→ DATI MOSTRATI:
· · · · · · ·
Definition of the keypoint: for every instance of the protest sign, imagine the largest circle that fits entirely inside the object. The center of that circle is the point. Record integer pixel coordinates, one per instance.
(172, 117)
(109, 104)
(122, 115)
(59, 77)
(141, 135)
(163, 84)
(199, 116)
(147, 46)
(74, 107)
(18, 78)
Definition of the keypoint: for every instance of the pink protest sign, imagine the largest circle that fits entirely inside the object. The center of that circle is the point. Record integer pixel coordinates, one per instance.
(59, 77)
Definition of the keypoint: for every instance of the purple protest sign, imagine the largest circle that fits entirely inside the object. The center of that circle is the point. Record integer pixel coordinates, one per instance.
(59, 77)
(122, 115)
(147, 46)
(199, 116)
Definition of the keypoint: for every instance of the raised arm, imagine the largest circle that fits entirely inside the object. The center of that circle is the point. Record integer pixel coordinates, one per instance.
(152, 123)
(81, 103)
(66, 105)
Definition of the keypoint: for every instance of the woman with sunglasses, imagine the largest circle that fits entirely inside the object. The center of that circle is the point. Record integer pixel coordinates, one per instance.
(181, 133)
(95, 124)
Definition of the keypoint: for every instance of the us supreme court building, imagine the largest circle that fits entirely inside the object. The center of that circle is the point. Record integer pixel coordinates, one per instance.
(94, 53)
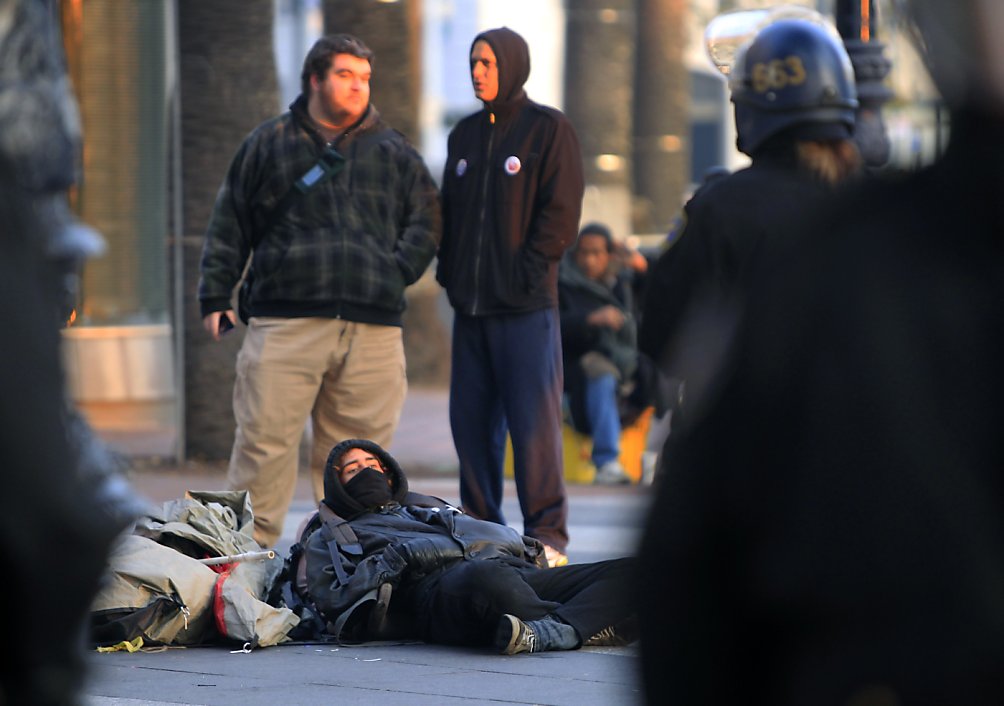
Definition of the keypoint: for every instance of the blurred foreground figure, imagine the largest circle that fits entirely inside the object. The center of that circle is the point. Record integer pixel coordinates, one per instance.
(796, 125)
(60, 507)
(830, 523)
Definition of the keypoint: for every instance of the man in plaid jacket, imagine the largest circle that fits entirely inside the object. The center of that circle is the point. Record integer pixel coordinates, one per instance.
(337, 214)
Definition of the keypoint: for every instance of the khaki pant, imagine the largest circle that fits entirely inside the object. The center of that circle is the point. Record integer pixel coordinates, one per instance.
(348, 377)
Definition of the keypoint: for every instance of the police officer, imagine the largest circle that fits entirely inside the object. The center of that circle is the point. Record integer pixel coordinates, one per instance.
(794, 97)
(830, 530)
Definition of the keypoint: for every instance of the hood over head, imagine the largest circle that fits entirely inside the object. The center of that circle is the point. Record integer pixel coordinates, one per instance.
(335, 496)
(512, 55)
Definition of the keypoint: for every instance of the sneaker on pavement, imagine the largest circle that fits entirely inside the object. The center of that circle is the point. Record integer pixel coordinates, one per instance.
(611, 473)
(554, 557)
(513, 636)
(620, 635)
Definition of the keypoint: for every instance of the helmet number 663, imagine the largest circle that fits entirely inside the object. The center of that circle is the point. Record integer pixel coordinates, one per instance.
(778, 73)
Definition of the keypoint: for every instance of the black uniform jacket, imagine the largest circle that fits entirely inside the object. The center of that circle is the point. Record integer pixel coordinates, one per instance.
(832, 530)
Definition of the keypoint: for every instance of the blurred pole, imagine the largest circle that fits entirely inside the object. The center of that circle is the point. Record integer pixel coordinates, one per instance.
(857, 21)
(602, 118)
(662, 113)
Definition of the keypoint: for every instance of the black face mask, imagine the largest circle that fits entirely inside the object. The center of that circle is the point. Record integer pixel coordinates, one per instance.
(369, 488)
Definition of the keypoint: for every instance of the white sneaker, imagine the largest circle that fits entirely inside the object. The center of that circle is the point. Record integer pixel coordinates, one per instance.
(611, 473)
· · · · · · ·
→ DA FARE:
Riscrivi tutto, dalla riga che contiene "blurred pole, imagine" fino all'ultima riga, sostituendo "largest circle" con "biggest circle" e lasciando invariato il resto.

→ ESERCIZIO SVOLTO:
Definition of the keypoint: for every instance of the blurred pole, imagine the biggest circle that fits entirely inside the object. The center of that circle is the point. Record integer pixel coordinates, one per instance.
(857, 21)
(602, 118)
(662, 113)
Definition of the keypoint: for every instance of the black face mask, imagine the biggest circle that fits entirely inside the object. The center of that circle is the point. Record integer pixel coordinates, one per instance.
(369, 488)
Definition of the keypoint: for every instance of the white sneaker, imagine the biggest circle that fits entirely inside the object. The center of that circle is the point. Record integer pixel coordinates, one per instance.
(611, 473)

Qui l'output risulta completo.